» **Texte source**:
Les scandales financiers et les affaires de corruption qui mettent en cause la plupart des membres du gouvernement contrastent tristement avec la politique de rigueur et d’austérité sans précédent que ce même gouvernement impose aux classes populaires. Au moment où l’on exige de la population des sacrifices de plus en plus lourds, au moment où les chômeurs et les précaires se comptent par millions, les représentants de la bourgeoisie, eux, se permettent de se servir abondamment dans les caisses de l’État et jouissent d’innombrables privilèges. La liste des ministres impliqués dans des affaires est longue : des 9 500 euros mensuels de Christine Boutin pour une obscure mission sur la mondialisation, aux 12 000 euros des cigares de Christian Blanc en passant par les hôtels particuliers du ministre de l’industrie Christian Estrosi ou les 116 500 euros d’Alain Joyandet pour un aller/retour à la Martinique sans parler de son permis illégal pour agrandir sa maison près de Saint-Tropez. Et on va taire par pudeur l’affaire Karachi qui a coûté la vie à 14 personnes. Il ne s’agit là bien évidemment que de quelques exemples qui ne doivent pas cacher le caractère récurrent et structurel de la corruption de la classe dirigeante. Car les scandales financiers, corruption, privilèges et autres affaires, comme celle d’Eric Worth, sont intimement liés au fonctionnement même du système capitaliste qui les produit et reproduit de manière permanente.
« Le gouvernement moderne n’est qu’un comité qui gère les affaires communes de la classe bourgeoise tout entière » (1). L’État n’est donc pas au service de tous, mais sert seulement les intérêts privés de quelques uns. La police, la justice, les préfets, les députés, les ministres etc. ne sont pas les représentants de toute la société. Le président de la République n’est pas le président de tous les français.
Le président gère l’Etat contre l’intérêt général au profit de l’intérêt particulier, celui de la classe dominante. Et plus il sert les intérêts de la bourgeoisie, plus il s’éloigne de ceux des classes populaires.
La corruption, elle aussi, remplace l’intérêt public par l’intérêt privé. Elle efface les frontières entre les deniers publics et les revenus privés. Les hommes et les femmes politiques sans scrupules peuvent ainsi se servir, avec un sentiment total d’impunité, dans les caisses de l’État comme s’il s’agissait de leur propre patrimoine ! La corruption nie et méprise le principe de transparence et permet à une seule et même classe sociale, par le biais de l’État, d’accéder d’une manière occulte et illégale aux ressources publiques.

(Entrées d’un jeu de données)
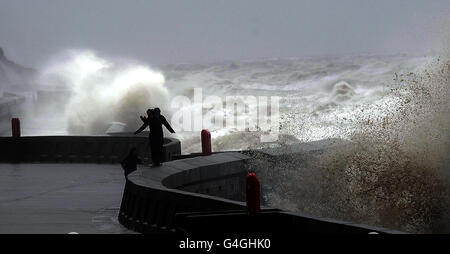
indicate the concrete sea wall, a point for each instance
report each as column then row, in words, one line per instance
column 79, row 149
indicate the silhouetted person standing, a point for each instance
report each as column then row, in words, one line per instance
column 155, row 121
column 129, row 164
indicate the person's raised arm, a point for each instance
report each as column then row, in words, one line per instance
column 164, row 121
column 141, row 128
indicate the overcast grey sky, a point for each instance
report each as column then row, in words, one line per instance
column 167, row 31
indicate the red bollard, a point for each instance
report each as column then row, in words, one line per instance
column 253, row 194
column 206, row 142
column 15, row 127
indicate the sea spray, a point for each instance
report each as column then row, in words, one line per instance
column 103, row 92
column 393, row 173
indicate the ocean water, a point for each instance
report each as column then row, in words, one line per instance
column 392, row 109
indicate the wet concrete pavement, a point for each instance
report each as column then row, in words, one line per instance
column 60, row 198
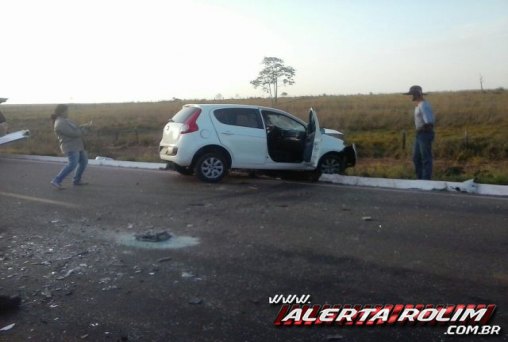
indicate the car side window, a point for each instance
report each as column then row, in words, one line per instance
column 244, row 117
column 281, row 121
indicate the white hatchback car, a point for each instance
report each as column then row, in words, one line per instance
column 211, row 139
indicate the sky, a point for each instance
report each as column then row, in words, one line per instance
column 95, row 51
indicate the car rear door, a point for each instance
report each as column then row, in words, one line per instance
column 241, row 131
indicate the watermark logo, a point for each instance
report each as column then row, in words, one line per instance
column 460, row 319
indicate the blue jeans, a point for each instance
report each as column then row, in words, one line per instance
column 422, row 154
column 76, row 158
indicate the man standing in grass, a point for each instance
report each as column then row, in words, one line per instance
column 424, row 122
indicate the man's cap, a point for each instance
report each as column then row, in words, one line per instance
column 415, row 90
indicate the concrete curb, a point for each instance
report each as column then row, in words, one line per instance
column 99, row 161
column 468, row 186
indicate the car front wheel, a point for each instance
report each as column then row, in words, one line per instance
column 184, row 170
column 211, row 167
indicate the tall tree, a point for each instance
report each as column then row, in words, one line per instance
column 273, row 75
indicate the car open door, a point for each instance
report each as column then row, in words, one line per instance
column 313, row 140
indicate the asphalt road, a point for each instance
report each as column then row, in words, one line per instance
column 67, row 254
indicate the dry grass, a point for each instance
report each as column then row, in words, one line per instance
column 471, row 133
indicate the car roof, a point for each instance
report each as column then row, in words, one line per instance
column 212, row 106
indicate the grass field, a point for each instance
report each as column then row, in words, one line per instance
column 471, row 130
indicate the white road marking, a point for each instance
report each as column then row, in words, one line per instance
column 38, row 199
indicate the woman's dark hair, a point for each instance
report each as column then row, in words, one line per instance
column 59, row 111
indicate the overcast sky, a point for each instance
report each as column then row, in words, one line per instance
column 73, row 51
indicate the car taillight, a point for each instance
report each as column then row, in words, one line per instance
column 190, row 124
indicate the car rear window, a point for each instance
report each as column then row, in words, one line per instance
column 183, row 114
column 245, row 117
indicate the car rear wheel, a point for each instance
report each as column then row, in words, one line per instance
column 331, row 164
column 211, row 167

» **Tâche à accomplir**:
Recopiez le passage du texte sur la corruption qui commence par les mots « La corruption, elle » et s’achève sur « aux ressources publiques. », en substituant « fonds publics » à « deniers publics ».

» **Résultat attendu**:
La corruption, elle aussi, remplace l’intérêt public par l’intérêt privé. Elle efface les frontières entre les fonds publics et les revenus privés. Les hommes et les femmes politiques sans scrupules peuvent ainsi se servir, avec un sentiment total d’impunité, dans les caisses de l’État comme s’il s’agissait de leur propre patrimoine ! La corruption nie et méprise le principe de transparence et permet à une seule et même classe sociale, par le biais de l’État, d’accéder d’une manière occulte et illégale aux ressources publiques.